**WHAT THE TASK REQUIRES**: Please set down, exactly, the line with "format = JSON" and all lines that follow it through the end of the records below.

**AVAILABLE RECORDS**:
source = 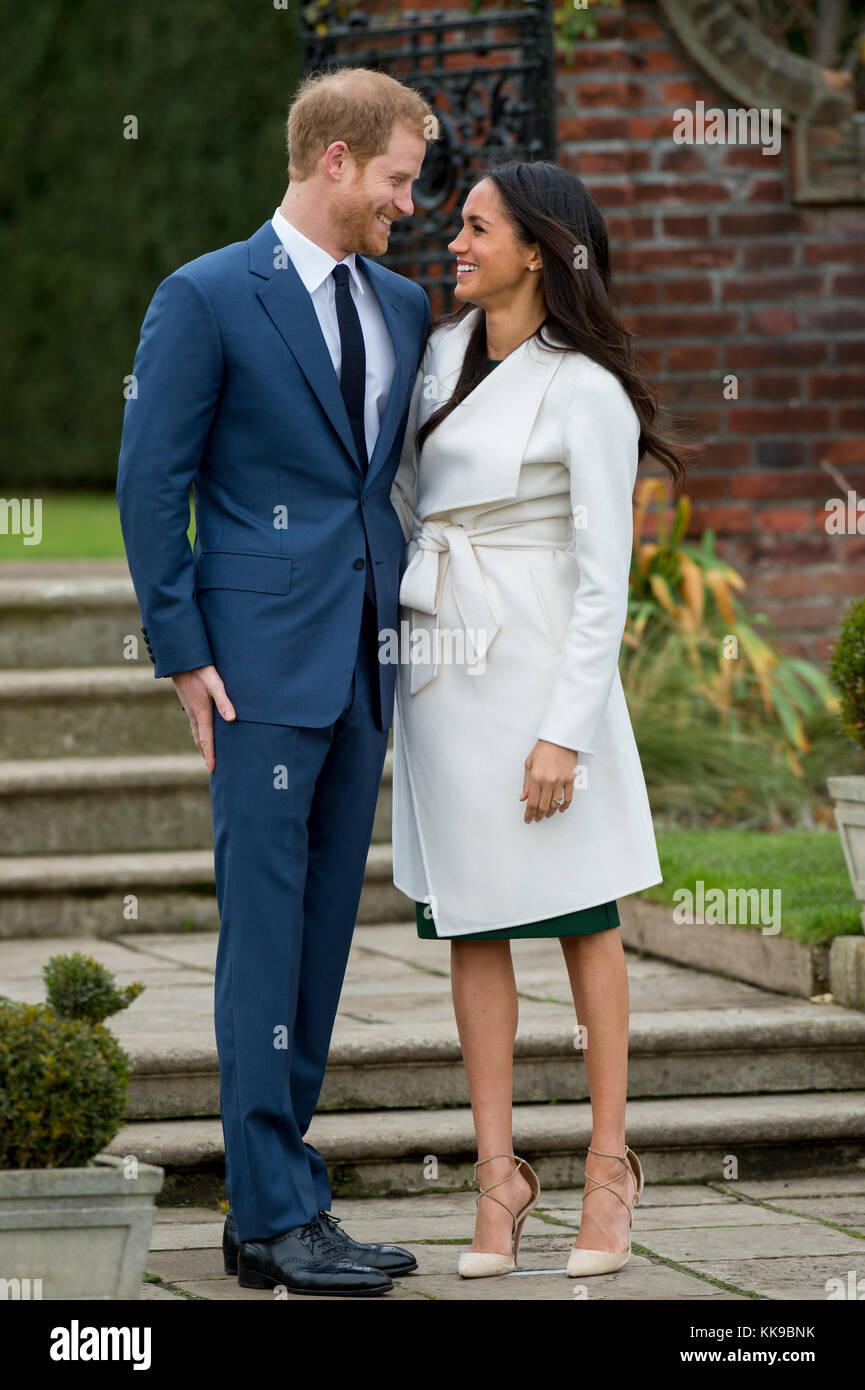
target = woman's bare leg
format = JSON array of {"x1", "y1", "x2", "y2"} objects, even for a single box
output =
[
  {"x1": 450, "y1": 938, "x2": 533, "y2": 1254},
  {"x1": 560, "y1": 928, "x2": 637, "y2": 1252}
]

**SOLUTION**:
format = JSON array of {"x1", "y1", "x2", "y2"} objects, even for a single box
output =
[
  {"x1": 450, "y1": 938, "x2": 533, "y2": 1254},
  {"x1": 560, "y1": 928, "x2": 637, "y2": 1252}
]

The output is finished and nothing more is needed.